:: SUPPLIED MATERIAL
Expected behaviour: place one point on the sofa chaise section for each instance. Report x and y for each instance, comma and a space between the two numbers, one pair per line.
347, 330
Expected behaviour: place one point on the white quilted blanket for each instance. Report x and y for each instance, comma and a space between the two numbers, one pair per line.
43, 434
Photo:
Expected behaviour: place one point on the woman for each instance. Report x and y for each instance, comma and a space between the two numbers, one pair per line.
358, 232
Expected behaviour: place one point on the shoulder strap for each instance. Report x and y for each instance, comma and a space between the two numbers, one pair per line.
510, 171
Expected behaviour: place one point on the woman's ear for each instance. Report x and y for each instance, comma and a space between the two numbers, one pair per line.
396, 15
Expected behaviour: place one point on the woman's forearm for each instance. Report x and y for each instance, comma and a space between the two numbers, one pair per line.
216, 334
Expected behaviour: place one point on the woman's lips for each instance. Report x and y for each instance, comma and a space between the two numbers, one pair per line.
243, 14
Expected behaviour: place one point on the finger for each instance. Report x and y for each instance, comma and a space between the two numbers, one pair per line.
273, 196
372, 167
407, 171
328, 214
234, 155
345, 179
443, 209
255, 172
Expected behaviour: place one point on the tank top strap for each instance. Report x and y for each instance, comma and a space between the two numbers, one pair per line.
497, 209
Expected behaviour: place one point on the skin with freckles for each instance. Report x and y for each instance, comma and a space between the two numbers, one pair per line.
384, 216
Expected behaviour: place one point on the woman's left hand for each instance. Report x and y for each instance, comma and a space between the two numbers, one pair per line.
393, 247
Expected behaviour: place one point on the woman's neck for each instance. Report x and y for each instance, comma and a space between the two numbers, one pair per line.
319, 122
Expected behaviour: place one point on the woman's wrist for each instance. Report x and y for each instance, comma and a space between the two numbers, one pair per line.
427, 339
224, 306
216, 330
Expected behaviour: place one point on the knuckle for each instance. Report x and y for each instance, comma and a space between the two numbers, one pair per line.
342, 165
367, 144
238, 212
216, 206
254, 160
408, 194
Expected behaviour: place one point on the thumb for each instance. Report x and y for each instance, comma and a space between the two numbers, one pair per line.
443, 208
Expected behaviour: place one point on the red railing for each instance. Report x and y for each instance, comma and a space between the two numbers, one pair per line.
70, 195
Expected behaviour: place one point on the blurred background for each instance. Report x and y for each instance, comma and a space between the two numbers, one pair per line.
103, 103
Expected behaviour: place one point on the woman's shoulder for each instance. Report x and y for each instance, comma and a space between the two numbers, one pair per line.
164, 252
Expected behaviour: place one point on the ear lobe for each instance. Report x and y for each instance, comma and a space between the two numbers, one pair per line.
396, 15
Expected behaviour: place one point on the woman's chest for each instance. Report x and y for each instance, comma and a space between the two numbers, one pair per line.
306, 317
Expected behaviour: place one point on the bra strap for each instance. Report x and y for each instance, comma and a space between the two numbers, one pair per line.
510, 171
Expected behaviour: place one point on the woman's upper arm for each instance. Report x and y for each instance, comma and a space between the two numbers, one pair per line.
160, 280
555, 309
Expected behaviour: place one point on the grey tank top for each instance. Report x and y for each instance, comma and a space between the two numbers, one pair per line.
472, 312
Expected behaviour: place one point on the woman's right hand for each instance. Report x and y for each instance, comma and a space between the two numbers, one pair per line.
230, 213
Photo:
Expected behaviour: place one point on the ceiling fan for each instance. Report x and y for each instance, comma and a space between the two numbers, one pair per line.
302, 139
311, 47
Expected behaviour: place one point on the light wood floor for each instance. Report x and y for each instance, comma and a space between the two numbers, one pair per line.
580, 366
::::
## TASK INSTRUCTIONS
Down to the last line, reproduce the entries above precisely.

## WRITTEN REPLY
Expected behaviour: place one point on the sofa chaise section for each instance. Report x and y for each instance, comma and a space between the two numbers, one pair per line.
347, 330
Expected behaviour: place one point on the white quilted blanket for each instance. Report x and y for each instance, comma and a space between the two numbers, one pair per line.
43, 434
Photo:
Expected behaviour: place one point on the woman for each instance. Report x and y for each instance, comma and a space between the two numbers, one pair per line.
358, 232
Expected behaviour: place one point on the shoulder strap for each instance. Report x and y for each instance, comma and a space between the two numbers, one pair per line.
510, 171
Expected behaviour: place one point on the woman's ear for each instance. Report x and y for each instance, comma and a space between the two numbers, one pair per line.
396, 15
Expected behaviour: place one point on the woman's forearm for each instance. Report x and y for each instance, comma and a space between the two numbers, one pair per line.
216, 334
Expected behaviour: place one point on the woman's lips for each instance. Report x and y for each instance, comma and a space between the two numbers, one pair per line.
243, 14
Expected behaviour: place one point on the finger for each instance. Report x and y for each instance, comma and a space between the two numbers, one pair per line.
273, 196
372, 167
407, 171
328, 214
234, 155
345, 179
443, 209
255, 172
Expected behaviour: place one point on the tank top strap for each instance. Report x and y for each instance, comma and a space between the two numbers, one pair per line.
497, 209
Expected behaviour: place one point on the skin with freckles for each instance. Report x and y for each instance, comma and a space between the two numbers, one pair per line.
384, 216
Expected behaviour: place one point on the woman's left hand for each instance. Report x and y for each instance, comma and a space between the two numbers, one pair per line.
393, 247
Expected behaviour: place one point on the woman's neck for each instance. Report x and y for each instance, comma and a space between the two numbers, one pair per line.
319, 122
Expected behaviour: place one point on the woman's wrist for each instance. Report x and y for each instance, comma and a space between the two numbers, one pair per line.
427, 339
224, 306
216, 330
Expected behaviour: place one point on the knuckle for each instance. Report x and y for each instance, comma and a space between the two numbers, one pair per line.
342, 165
367, 144
238, 212
216, 206
254, 160
408, 194
Expected behaviour: place one point on the thumb for each instance. Report x and y for each instance, comma and a space between the two numbers, one pair per line.
443, 208
Expected behaviour: place one point on the red railing for each instance. Report x and y for each instance, comma and a space between the two numbers, one pair per line.
70, 195
Expected behaviour: place one point on the blurred background for each instance. Report x and y for each instance, comma and a space between the two numbers, one pair per line.
103, 103
Expected behaviour: place one point on the woman's shoulder for each instance. Report x and y for each instance, comma and a space between the two numbers, one pair per line.
164, 252
Expected behaviour: place one point on the ear lobe for each instance. Report x and y for each instance, comma and a space between the two numbers, one pair per line.
396, 15
Expected behaviour: place one point on the woman's chest for each instance. Report x and y for each instance, comma and a space between the two numbers, one pair per line.
306, 317
Expected behaviour: place one point on the bra strap for each instance. Report x and y for each instance, comma and a space between the two numbers, one pair per line.
510, 171
Expected behaviour: place one point on the woman's upper arm for each instance. Report x and y for each instance, comma and a space between the two numbers, one pair per line.
160, 280
555, 309
Expected behaviour: place one point on the grey tank top for each instance. Report x and y for each instance, comma and a space between the two numbers, one pair per line.
472, 312
Expected behaviour: place one point on the woman's right hand for each instance. Report x and y for each instance, comma and a space between the two numbers, one pair per line.
230, 213
Photo:
Expected behaviour: place one point on the ceiling fan for each instance. Report x and y for each instance, comma and a space between the two numbers, one pair per line.
302, 139
311, 47
Expected behaviour: place one point on the light wood floor for each instance. Report x and y for each instance, comma and a space between the two numbers, one pair per line.
580, 366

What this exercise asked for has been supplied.